◆ The problem
Search the entries for the word "metal". Copy every line where it turns up.

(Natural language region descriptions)
╭──
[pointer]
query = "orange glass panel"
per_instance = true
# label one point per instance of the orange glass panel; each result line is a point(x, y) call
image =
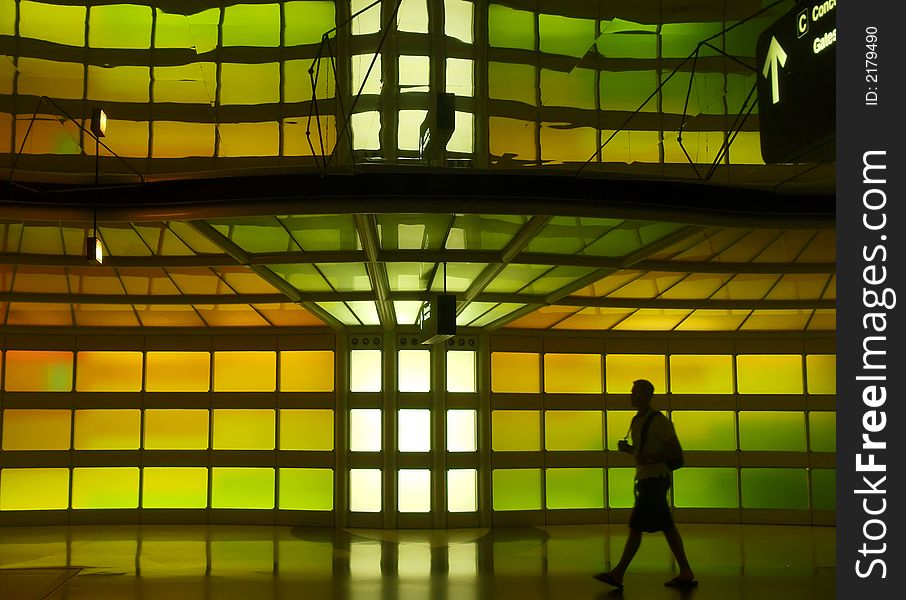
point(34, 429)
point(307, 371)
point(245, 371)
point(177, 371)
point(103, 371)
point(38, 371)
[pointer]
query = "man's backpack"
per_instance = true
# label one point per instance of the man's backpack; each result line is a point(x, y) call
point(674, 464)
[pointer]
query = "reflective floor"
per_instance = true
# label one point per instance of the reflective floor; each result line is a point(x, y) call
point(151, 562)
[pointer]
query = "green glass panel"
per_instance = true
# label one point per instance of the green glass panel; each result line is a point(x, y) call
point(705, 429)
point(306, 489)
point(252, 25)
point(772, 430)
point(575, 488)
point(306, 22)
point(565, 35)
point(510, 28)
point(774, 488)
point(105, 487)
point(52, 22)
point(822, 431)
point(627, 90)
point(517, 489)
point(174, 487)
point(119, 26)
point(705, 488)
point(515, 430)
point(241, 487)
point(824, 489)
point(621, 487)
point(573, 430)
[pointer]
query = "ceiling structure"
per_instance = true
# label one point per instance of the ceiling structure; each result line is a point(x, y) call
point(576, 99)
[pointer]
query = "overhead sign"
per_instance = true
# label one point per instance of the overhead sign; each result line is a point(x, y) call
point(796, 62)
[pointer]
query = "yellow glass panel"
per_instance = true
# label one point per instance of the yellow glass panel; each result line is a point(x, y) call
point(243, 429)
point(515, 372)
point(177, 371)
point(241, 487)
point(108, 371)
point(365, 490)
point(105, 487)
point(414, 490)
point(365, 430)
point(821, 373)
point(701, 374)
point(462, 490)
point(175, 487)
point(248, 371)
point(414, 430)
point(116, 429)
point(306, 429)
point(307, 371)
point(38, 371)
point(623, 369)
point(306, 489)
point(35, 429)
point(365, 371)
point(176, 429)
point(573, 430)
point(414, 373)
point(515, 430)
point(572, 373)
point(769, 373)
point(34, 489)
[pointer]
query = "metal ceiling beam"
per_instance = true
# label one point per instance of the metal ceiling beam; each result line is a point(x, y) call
╰──
╭──
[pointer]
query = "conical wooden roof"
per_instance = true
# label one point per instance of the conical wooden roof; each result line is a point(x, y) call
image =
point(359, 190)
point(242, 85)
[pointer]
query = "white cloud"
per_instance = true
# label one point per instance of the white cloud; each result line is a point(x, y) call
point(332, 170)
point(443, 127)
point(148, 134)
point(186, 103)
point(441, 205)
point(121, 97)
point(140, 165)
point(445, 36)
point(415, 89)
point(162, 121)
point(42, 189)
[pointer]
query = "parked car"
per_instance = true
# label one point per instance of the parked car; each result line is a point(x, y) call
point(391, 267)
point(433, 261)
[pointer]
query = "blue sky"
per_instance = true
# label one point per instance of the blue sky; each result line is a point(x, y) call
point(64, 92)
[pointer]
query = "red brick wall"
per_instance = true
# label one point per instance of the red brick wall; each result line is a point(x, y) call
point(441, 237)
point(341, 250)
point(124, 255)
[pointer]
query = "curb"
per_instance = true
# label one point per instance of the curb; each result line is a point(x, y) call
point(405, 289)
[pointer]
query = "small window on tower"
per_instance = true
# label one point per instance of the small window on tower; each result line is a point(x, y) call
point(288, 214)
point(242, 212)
╰──
◆ Result
query = "metal ceiling beam"
# label one point per instance of the metal ceiling beam; each result line is a point(x, y) call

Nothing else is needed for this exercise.